**Prompt**
Copy the rows below word for word, from the one containing "Indicate the roof fascia" through the last row, keeping both ends.

§ §

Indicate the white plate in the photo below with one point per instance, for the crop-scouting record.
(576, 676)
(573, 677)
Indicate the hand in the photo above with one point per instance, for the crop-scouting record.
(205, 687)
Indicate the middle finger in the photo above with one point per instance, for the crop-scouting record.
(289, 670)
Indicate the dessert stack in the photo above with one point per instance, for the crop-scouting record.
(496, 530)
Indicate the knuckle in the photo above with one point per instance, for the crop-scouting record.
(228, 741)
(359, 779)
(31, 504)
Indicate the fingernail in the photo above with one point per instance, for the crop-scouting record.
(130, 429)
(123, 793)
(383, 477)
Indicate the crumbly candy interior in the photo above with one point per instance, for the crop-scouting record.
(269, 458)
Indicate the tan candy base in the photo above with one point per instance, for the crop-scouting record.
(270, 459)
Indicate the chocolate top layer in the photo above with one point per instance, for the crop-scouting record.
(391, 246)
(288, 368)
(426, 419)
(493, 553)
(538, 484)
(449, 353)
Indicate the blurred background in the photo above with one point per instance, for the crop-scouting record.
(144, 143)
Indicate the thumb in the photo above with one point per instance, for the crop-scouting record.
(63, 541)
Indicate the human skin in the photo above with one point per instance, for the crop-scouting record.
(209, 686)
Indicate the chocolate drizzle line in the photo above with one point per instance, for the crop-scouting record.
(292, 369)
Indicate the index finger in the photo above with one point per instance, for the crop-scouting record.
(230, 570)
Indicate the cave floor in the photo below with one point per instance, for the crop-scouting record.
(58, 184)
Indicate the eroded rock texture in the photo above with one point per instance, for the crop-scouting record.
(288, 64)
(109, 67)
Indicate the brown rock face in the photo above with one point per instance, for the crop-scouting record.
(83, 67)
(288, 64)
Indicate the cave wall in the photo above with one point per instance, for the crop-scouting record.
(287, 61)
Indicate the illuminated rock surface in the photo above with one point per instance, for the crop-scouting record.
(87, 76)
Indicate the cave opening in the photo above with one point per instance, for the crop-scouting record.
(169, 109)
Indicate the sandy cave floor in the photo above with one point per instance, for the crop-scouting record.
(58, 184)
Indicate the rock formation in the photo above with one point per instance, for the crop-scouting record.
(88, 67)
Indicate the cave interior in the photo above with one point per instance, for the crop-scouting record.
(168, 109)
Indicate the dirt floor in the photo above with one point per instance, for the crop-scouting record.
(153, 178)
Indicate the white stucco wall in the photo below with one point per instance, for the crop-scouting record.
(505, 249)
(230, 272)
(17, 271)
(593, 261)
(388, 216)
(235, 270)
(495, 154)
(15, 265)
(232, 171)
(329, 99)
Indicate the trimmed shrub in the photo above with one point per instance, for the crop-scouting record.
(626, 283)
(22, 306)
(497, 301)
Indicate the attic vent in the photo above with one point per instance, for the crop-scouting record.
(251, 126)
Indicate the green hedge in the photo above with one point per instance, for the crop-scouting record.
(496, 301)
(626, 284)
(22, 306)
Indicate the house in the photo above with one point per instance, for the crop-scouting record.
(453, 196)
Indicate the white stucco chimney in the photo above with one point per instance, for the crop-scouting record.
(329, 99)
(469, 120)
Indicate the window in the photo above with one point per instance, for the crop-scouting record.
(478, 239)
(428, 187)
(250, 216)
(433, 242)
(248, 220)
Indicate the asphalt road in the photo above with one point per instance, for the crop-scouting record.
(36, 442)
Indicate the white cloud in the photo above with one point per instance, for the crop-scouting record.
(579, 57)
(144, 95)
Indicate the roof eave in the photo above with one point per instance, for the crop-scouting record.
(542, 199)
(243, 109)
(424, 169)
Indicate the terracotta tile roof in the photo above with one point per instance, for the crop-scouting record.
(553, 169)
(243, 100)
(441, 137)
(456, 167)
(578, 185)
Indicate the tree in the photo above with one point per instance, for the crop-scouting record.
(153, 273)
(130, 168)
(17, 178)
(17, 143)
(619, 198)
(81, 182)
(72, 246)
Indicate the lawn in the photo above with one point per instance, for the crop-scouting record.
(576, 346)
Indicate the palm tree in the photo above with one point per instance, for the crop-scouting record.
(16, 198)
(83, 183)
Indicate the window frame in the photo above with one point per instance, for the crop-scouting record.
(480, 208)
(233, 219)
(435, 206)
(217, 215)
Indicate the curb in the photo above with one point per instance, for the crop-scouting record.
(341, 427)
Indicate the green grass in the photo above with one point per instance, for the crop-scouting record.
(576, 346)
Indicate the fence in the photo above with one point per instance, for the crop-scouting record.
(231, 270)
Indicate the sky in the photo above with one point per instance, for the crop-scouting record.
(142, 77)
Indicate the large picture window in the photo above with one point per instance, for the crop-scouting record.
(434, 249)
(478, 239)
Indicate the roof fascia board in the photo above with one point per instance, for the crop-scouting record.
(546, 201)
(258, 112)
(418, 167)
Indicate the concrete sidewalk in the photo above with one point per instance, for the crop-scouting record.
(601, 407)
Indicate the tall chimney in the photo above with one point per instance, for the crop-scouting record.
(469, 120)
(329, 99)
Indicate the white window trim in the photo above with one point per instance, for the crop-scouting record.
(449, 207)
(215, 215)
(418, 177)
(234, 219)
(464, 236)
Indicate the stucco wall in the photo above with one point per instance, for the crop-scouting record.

§ §

**Result of this task**
Indicate the roof fascia board in the photo above with one point per instance, for the crop-scouting record.
(546, 201)
(258, 112)
(418, 167)
Indicate the concrete sidewalk in the photo above with one point per instance, for the crop-scouting record.
(601, 407)
Indicate the tall chimney in the photo above with one point per instance, for the crop-scouting record.
(469, 120)
(329, 99)
Indicate the white window trim in the photo above with one point per instance, for the crop-scouting record.
(449, 207)
(215, 215)
(418, 177)
(234, 219)
(464, 236)
Indicate the stucco wall in the photo above with one point per instance, for the crop-scouting record.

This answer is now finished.